[THE TASK]
Each line of the data below from the one holding "point(197, 390)" to the one holding "point(157, 335)", inclusive, is to be reproduced exactly; no other line belongs in the answer.

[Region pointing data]
►

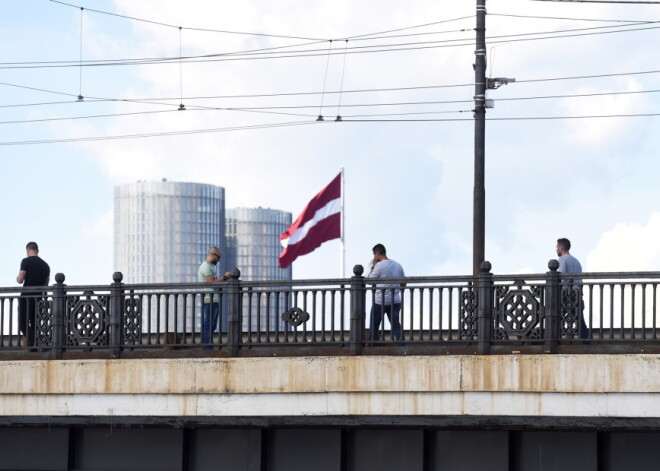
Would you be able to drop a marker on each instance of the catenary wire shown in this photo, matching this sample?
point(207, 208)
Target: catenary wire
point(396, 47)
point(159, 134)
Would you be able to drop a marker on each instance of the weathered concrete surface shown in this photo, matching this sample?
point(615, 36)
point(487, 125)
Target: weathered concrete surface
point(550, 385)
point(529, 373)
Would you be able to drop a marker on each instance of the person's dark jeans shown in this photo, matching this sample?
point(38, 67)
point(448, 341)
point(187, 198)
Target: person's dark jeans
point(584, 330)
point(209, 322)
point(392, 311)
point(26, 318)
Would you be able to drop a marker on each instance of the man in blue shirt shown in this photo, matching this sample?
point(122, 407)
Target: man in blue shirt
point(387, 299)
point(208, 274)
point(572, 303)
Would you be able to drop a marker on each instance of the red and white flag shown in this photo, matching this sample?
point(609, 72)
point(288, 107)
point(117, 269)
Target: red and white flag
point(319, 222)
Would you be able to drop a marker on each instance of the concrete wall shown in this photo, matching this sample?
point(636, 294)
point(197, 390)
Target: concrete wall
point(530, 385)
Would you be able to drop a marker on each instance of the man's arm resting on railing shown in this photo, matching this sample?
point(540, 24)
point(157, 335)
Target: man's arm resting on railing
point(212, 279)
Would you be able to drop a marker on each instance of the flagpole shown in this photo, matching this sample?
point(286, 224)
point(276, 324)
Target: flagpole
point(342, 248)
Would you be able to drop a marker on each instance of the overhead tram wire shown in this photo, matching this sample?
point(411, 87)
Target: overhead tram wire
point(396, 47)
point(159, 134)
point(208, 30)
point(303, 123)
point(539, 17)
point(516, 118)
point(269, 109)
point(159, 101)
point(280, 36)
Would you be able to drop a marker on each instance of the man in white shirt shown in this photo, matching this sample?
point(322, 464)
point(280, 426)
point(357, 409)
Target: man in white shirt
point(387, 299)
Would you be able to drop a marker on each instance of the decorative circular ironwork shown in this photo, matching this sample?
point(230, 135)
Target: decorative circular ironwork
point(295, 316)
point(519, 312)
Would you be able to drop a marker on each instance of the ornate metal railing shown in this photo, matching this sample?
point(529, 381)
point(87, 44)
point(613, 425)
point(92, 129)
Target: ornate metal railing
point(541, 313)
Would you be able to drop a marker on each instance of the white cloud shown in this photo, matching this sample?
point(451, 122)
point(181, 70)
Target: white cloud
point(628, 247)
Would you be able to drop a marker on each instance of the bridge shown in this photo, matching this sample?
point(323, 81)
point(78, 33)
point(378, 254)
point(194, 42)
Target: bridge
point(518, 372)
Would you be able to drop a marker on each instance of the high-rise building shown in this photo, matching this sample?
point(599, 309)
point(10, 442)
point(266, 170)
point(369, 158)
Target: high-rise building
point(253, 245)
point(164, 229)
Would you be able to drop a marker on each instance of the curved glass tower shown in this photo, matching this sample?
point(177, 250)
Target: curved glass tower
point(253, 245)
point(164, 229)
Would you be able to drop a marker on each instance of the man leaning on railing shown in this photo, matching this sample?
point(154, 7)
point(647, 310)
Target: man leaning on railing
point(208, 272)
point(569, 264)
point(34, 271)
point(387, 301)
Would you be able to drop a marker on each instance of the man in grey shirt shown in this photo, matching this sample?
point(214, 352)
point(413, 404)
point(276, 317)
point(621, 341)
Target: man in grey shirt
point(571, 288)
point(387, 299)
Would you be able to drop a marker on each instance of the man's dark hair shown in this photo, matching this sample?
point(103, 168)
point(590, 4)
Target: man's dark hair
point(564, 244)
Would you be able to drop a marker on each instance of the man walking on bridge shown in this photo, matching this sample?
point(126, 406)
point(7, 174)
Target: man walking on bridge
point(387, 299)
point(208, 272)
point(571, 293)
point(34, 271)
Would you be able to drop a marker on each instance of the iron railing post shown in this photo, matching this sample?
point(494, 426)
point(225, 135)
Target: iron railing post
point(358, 297)
point(58, 309)
point(552, 308)
point(116, 313)
point(484, 308)
point(235, 307)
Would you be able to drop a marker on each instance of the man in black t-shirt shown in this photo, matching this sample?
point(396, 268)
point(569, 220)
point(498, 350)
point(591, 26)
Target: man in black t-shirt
point(34, 272)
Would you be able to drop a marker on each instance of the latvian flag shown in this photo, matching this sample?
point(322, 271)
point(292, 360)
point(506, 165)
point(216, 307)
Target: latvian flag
point(320, 221)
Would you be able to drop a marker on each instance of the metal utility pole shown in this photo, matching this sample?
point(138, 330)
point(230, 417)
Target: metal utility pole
point(479, 212)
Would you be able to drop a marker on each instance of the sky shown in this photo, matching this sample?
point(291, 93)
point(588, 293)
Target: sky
point(253, 77)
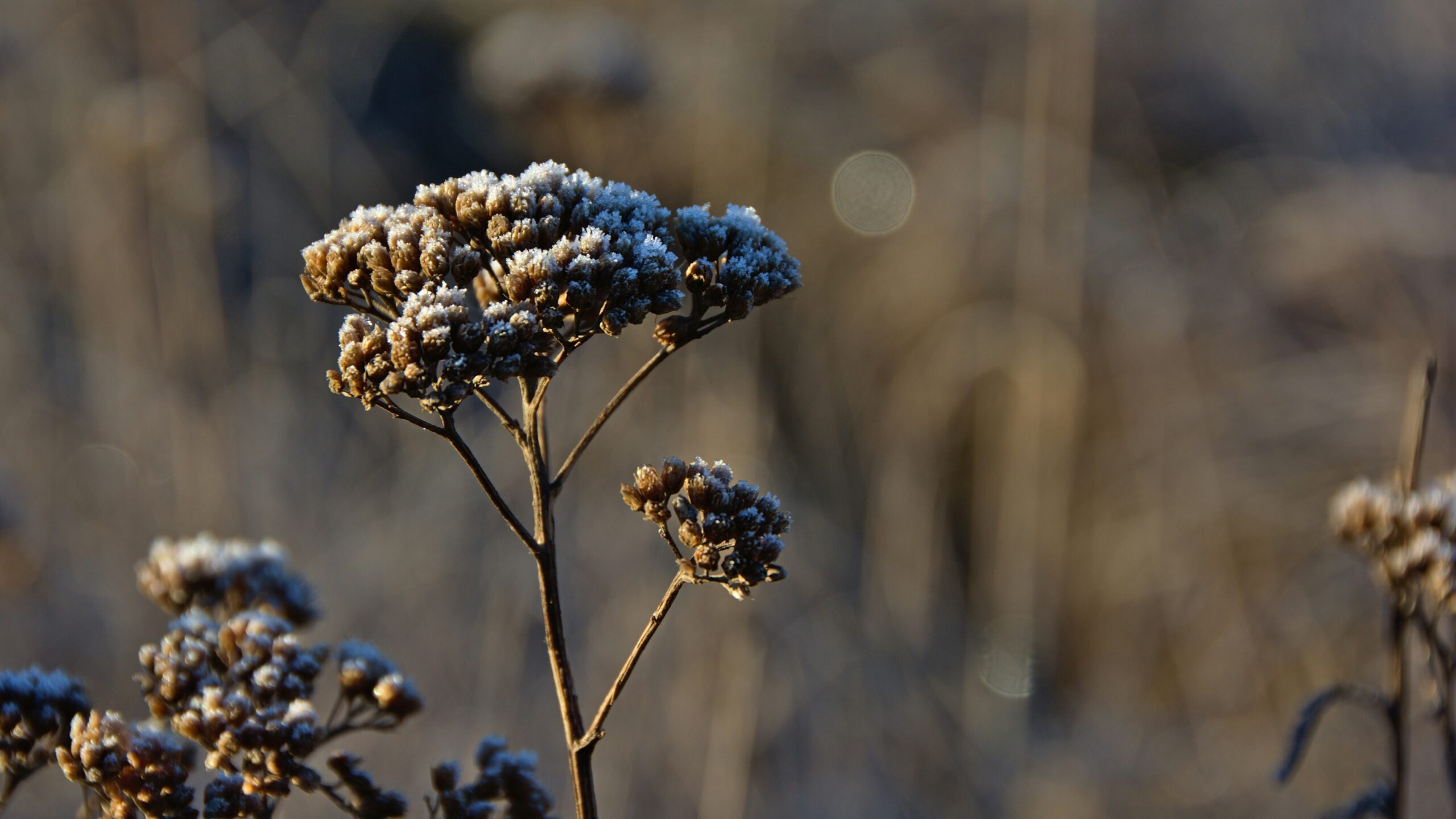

◄

[ANSWER TO THIS TASK]
point(197, 390)
Target: concrete wall
point(530, 385)
Would you be able to drop a marker on each instance of the man's arm resting on railing shown in this photo, matching this sample?
point(540, 24)
point(157, 335)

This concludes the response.